Make an exact copy of the listing below.
***
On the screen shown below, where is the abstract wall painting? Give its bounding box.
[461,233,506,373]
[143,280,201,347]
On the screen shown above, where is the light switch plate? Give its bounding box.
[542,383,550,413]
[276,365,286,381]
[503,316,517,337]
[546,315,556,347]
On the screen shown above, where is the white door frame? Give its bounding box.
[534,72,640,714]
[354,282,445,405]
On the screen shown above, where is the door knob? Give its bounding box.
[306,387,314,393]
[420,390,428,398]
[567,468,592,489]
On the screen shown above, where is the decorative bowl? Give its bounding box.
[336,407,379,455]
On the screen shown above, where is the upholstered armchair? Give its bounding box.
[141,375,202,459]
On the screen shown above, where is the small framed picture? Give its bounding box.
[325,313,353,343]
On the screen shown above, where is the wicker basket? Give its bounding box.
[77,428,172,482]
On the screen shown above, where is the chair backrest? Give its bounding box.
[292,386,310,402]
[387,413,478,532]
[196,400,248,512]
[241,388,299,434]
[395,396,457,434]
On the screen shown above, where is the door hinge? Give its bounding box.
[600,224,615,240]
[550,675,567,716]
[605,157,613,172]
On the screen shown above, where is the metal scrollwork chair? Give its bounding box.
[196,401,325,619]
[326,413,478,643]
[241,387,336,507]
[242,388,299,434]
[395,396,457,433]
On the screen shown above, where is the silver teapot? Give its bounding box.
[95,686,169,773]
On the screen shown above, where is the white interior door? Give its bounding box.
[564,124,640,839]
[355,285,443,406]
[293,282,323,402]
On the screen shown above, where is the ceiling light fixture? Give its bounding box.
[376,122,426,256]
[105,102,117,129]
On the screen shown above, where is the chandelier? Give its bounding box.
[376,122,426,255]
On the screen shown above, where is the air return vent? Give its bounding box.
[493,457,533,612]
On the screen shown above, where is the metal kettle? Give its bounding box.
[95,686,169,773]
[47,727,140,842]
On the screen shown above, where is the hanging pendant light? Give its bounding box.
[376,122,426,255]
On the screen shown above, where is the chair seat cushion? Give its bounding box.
***
## EXERCISE ANSWER
On the screen shown below, where is the abstract wall painting? Give its bounding box.
[461,233,506,373]
[143,280,201,347]
On the screen shown above, where is the light switch plate? Give its bounding box.
[542,383,550,413]
[276,365,286,381]
[503,316,517,337]
[546,315,556,347]
On the screen shown above, where is the white door frame? Give its bounding box.
[534,72,640,714]
[354,282,445,405]
On the screen shown above, where is the door knob? Give its bounding box.
[306,387,314,393]
[420,390,428,398]
[567,468,592,489]
On the screen shown above, where is the decorative bowl? Give its bounding box.
[336,407,379,455]
On the screen shown above, where is the upholstered armchair? Give its bounding box.
[141,375,202,459]
On the screen shown above, where is the small framed picture? Give its bounding box.
[325,313,353,343]
On the screen shown above, where is the wicker basket? Give its bounding box.
[77,428,172,482]
On the screen shown above, where is the chair backrest? Give its bounding box.
[292,386,310,402]
[387,413,478,532]
[196,400,248,512]
[241,388,299,434]
[395,396,457,434]
On the screen shown above, where is the door hinge? Give its bounding box.
[600,224,615,240]
[550,675,567,716]
[605,157,613,172]
On the screen shown above, where is the metal scrollwork chair? Give its bounding box.
[196,401,325,619]
[326,413,478,643]
[241,387,336,507]
[242,388,299,434]
[395,396,457,433]
On the screen shown above, where is the silver teapot? Give its bounding box.
[95,686,169,773]
On the screen shown above, where is the white interior door? Give its bounding box.
[564,124,640,839]
[355,285,443,406]
[293,282,323,402]
On the screen shown above, where is the ceiling light fixture? Give its bounding box.
[376,122,426,256]
[105,102,117,129]
On the screen shown above, where is the chandelier? Give its bounding box.
[376,122,426,255]
On the screen shown above, where is the air return vent? Give its bounding box.
[493,457,533,612]
On the screen shown above, where is the metal kettle? Give its bounding box.
[95,686,169,773]
[47,727,140,842]
On the screen shown above, where is the hanging pendant light? Give its bounding box.
[376,122,426,255]
On the screen shown above, where is the chair seat cushion? Give its bounding box.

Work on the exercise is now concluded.